Please recast the data below as a two-column CSV headed input and output, with one row for each text and its answer. Put each in a single quoted field, with every line break turned into a space.

--- Source data ---
┌──

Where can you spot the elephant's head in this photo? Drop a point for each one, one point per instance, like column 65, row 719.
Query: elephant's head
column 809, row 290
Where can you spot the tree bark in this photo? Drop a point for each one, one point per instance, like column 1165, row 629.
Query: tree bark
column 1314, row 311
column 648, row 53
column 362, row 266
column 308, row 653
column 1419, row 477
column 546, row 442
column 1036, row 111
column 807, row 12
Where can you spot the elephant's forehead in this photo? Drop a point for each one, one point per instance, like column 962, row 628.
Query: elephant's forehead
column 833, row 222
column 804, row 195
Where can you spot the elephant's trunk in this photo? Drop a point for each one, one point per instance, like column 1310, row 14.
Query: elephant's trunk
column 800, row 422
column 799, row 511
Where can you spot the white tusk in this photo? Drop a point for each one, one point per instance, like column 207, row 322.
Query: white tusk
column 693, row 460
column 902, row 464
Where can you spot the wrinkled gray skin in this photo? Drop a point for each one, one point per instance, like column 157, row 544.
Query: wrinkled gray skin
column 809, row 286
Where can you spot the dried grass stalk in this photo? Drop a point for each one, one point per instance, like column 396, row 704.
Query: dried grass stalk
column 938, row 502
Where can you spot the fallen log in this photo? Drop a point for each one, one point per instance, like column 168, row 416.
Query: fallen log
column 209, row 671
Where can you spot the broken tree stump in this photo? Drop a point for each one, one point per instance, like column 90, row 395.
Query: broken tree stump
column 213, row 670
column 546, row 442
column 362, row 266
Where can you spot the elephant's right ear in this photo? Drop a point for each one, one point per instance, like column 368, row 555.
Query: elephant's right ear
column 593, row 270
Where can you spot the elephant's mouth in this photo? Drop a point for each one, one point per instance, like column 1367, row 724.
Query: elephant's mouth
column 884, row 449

└──

--- ANSWER FOR THIS EXERCISE ---
input,output
"Where can you spot the elephant's head in this photo? Drop a point for each one, one point per instance, like column 65, row 719. Query: elephant's head","column 809, row 290"
"Where can you spot the tree bark in this photo? Drop a point for each one, one point per instance, like column 1165, row 629. Query: tree bark","column 1314, row 311 column 648, row 53 column 362, row 266 column 308, row 653 column 1419, row 477 column 546, row 442 column 1036, row 111 column 807, row 12"
"Where can you spot the elephant's forehead in this photo? Drop a point for each one, one point per instance, like column 962, row 628. Query: elephant's forehead","column 833, row 222 column 804, row 195"
"Where can you spot the elephant's trunk in this photo? Drop a point for each one, one point per instance, like column 1310, row 14. Query: elephant's trunk","column 800, row 422 column 799, row 511"
"Where can you spot the white tusk in this photo? Drop a point for each one, one point per instance, like column 207, row 322. Query: white tusk","column 693, row 460 column 902, row 464"
"Where can you spot the wrinkled gray skin in this photo? Drop a point for each one, one point per instance, like column 157, row 544. Query: wrinkled gray skin","column 809, row 286"
"Where can you spot the dried grass stalk in this photo? Drop a point for each one, one point per instance, like column 396, row 704. Query: dried grass stalk","column 938, row 502"
"Where can you spot the fallen log in this photo? Drop a point for each one, one point per instance, like column 168, row 416. Query: fallen log","column 209, row 671"
"Where can you spot the broken tree stump in this photo? Drop a point for each one, one point per instance, like column 90, row 395. Query: broken tree stump","column 213, row 670 column 546, row 442 column 362, row 266"
"Where can you spot the elephant's right ear in this photo? Drop a point for each one, one point per instance, like column 368, row 555. Query: elephant's right ear","column 593, row 270"
"Where can you spot the elephant's mouth in this photo? Drop a point for each one, one point per instance, like column 1367, row 724. Query: elephant's mouth","column 884, row 449"